- **TASK TO CARRY OUT**
Revise the entries below so that every occurrence of "dot" becomes "point", leaving all other text unchanged.

- **DATASET ENTRIES**
- - -

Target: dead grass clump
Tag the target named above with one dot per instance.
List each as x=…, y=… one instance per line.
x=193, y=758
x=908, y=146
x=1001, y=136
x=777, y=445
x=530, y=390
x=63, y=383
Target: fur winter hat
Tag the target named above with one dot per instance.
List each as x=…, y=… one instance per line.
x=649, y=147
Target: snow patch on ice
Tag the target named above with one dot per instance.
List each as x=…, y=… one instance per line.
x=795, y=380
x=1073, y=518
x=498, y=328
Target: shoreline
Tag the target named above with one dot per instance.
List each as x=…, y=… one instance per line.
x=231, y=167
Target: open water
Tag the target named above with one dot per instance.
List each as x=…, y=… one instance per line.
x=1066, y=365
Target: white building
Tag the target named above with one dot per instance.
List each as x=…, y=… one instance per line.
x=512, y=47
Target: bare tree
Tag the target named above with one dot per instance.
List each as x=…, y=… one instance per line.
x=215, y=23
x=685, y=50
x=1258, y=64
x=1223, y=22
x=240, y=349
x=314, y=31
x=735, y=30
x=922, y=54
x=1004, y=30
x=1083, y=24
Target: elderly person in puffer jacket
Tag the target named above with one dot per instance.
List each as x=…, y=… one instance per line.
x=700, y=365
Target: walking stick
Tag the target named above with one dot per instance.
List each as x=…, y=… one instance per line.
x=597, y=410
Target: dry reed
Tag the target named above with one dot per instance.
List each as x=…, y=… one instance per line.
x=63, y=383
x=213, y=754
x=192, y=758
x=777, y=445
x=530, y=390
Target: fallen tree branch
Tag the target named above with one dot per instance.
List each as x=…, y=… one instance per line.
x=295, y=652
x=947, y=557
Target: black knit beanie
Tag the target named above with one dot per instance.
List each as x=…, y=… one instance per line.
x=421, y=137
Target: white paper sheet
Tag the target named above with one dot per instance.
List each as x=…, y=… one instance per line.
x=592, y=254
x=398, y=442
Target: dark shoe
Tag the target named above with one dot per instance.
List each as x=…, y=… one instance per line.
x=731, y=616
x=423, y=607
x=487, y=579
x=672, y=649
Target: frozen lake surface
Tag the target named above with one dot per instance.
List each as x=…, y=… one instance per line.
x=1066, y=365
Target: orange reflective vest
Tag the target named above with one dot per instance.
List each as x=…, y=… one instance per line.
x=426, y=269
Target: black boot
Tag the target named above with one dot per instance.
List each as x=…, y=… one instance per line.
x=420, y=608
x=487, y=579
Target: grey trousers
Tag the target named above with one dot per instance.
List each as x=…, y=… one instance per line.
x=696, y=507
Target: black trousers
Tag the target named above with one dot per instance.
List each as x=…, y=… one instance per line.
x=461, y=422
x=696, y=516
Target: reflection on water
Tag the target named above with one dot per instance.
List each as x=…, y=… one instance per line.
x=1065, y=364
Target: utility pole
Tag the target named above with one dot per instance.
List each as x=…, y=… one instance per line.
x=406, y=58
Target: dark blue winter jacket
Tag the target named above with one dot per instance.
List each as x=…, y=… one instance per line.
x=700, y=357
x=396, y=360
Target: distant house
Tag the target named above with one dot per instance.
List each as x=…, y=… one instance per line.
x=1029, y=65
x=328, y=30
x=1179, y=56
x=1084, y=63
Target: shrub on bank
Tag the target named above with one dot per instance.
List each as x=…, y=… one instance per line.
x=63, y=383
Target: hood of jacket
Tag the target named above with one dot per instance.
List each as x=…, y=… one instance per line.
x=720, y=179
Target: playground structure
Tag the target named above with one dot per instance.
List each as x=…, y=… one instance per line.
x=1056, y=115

- - -

- **RESULT FOR THIS TASK**
Target: dead grass clump
Tag the target named above with one point per instance.
List each as x=…, y=… one instance per line.
x=193, y=758
x=908, y=146
x=1001, y=136
x=777, y=445
x=530, y=390
x=63, y=383
Target: fur winter hat
Tag the target named above with one point per instance.
List each as x=…, y=… one instance per line.
x=649, y=147
Target: snow patch on ice
Tag the target named above with one point per instance.
List each as x=…, y=… one instance per line.
x=795, y=380
x=1073, y=518
x=498, y=328
Target: shoreline
Tag the target named above with one point per instance.
List each as x=…, y=… one instance per line.
x=231, y=167
Target: open water
Tag the target named above with one point per instance.
List each as x=…, y=… one instance per line.
x=1066, y=365
Target: white building
Tag the target named above with one point per instance.
List each as x=…, y=… one instance per line.
x=512, y=47
Target: bare tree
Tag the target named above with one point per instance.
List each as x=…, y=… one instance per line.
x=215, y=23
x=685, y=50
x=1258, y=64
x=1223, y=22
x=240, y=349
x=314, y=31
x=735, y=30
x=922, y=54
x=1004, y=30
x=1083, y=24
Target: elderly person in puffer jacket
Tag the target named above with one point per instance.
List each as x=…, y=… one instance per line.
x=700, y=365
Target: walking stick
Tag the target named above with one point per instance.
List each as x=…, y=… one instance per line.
x=597, y=410
Target: dry reed
Tag the target named above with one point per instance.
List each as x=…, y=… one instance per line.
x=63, y=383
x=213, y=754
x=192, y=758
x=777, y=445
x=530, y=390
Target: fallen tree branch
Tag the target named above with one point per instance.
List each as x=…, y=… one instance per line.
x=295, y=652
x=947, y=557
Target: black knit beanie
Tag the target named above with one point per instance.
List each as x=…, y=… one instance per line.
x=421, y=137
Target: white paper sheet
Tag the target named above with one point per instance.
List each as x=…, y=… one instance per line.
x=592, y=254
x=398, y=442
Target: dark shoe
Tag the target named above with one point per instance.
List each as x=…, y=… one instance per line.
x=731, y=616
x=423, y=607
x=487, y=579
x=672, y=649
Target: frozen lake surface
Tag the target named above with one point per instance.
List each as x=…, y=… one instance per line.
x=1066, y=365
Target: orange reflective vest
Tag the target named above with one point per instance.
List each as x=…, y=… one instance per line.
x=426, y=269
Target: black boot
Tag the target named above with one point per instance.
List each as x=…, y=… one instance per line.
x=420, y=608
x=487, y=579
Target: grey trousers
Tag the target named above with one point per instance.
List each as x=…, y=… one instance per line.
x=696, y=507
Target: black trousers
Tag the target named above with one point per instance.
List each as x=…, y=… one instance per line.
x=461, y=422
x=696, y=516
Target: reflection on water
Tag the target named above with one point per instance.
List each as x=…, y=… one instance per line.
x=1065, y=364
Target: utility pole
Tag the target named above with one point per instance.
List each as x=…, y=… one instance per line.
x=406, y=58
Target: dark blue winter jacket
Tag the target named above with one point per instance.
List each as x=…, y=… one instance per line.
x=700, y=357
x=396, y=360
Target: distant house
Tag the target named above with one point per instance.
List each as x=…, y=… one instance per line.
x=1029, y=65
x=328, y=30
x=1179, y=56
x=1084, y=63
Target: shrub on bank
Tag the target named above with one point per instance.
List each as x=…, y=… one instance per line.
x=63, y=383
Target: hood of jacket
Tag the target named above with one point per instance.
List each as x=…, y=… one instance per line.
x=720, y=179
Target: playground structure
Tag the target named above with one point per instance.
List each as x=…, y=… one instance per line.
x=1056, y=115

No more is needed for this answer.